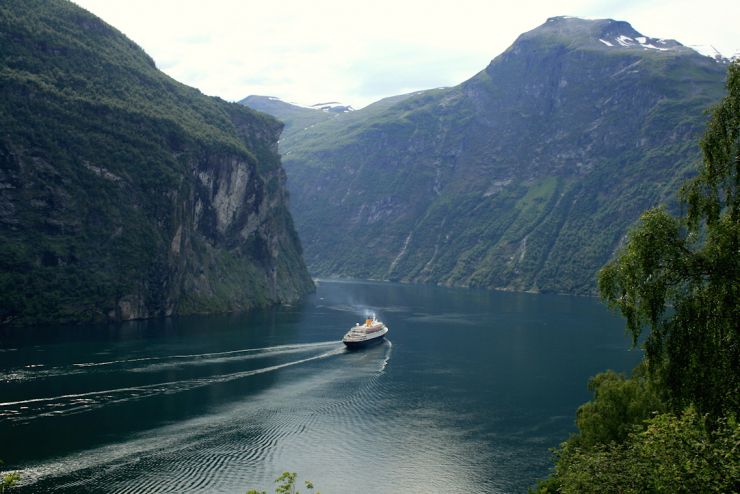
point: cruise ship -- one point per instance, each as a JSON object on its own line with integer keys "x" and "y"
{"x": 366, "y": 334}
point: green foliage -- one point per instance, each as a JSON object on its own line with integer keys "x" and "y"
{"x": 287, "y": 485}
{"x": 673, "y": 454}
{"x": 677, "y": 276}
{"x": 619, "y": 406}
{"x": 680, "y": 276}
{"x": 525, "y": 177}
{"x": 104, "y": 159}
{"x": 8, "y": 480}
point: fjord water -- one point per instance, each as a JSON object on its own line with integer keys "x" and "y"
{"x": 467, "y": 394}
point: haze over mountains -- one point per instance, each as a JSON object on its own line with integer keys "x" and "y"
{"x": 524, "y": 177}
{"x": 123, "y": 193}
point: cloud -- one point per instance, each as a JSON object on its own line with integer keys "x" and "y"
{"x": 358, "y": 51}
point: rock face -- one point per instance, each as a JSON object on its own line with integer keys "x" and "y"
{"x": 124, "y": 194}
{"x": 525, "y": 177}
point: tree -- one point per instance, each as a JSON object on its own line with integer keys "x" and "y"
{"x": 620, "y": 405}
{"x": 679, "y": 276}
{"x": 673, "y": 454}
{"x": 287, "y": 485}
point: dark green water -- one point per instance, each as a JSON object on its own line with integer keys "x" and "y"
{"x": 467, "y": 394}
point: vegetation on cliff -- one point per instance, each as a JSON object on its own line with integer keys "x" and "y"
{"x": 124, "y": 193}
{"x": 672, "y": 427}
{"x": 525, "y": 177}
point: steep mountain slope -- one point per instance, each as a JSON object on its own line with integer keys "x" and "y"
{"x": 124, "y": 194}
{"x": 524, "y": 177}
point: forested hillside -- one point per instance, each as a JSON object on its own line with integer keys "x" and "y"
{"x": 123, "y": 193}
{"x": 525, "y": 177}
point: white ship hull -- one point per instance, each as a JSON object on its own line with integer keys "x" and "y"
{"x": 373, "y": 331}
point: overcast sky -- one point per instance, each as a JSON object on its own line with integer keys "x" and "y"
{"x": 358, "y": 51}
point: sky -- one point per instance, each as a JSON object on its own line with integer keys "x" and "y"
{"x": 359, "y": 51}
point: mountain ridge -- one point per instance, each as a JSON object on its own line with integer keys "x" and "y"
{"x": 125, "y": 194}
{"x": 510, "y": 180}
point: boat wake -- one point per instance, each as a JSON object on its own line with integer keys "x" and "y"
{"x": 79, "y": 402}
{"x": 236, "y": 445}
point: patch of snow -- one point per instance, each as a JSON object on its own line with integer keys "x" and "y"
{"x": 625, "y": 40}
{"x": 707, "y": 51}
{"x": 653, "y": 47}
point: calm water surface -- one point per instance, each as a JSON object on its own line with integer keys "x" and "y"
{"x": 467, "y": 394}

-=-=-=-=-

**What to produce:**
Please put everything from the line containing "point: mountain ridge" down to the end of the listing into a two-column CSV with the headers "label" and "points". Make one row for each "point:" line, with that line in "label" and the coordinates under it in "points". Quote each field and turn its line breaks into spaces.

**Answer to the task:**
label,points
"point: mountain ridge -- one point per instance, each as a JSON object on its own line with integer keys ""x"" and ""y""","{""x"": 125, ""y"": 194} {""x"": 510, ""y"": 180}"
"point: boat wake -- one point per instance, each as a JSON object on its own line with integer keys ""x"" and ""y""","{""x"": 79, ""y"": 402} {""x"": 236, ""y"": 445}"
"point: patch of snow -- one point per instance, each as a JSON object on its own line with integer keys ""x"" and ""y""","{""x"": 625, ""y"": 40} {""x"": 707, ""y"": 51} {""x"": 653, ""y"": 47}"
"point: calm water surface -- one point per instance, each as a JSON object on its own line with integer keys ""x"" and ""y""","{""x"": 467, ""y"": 394}"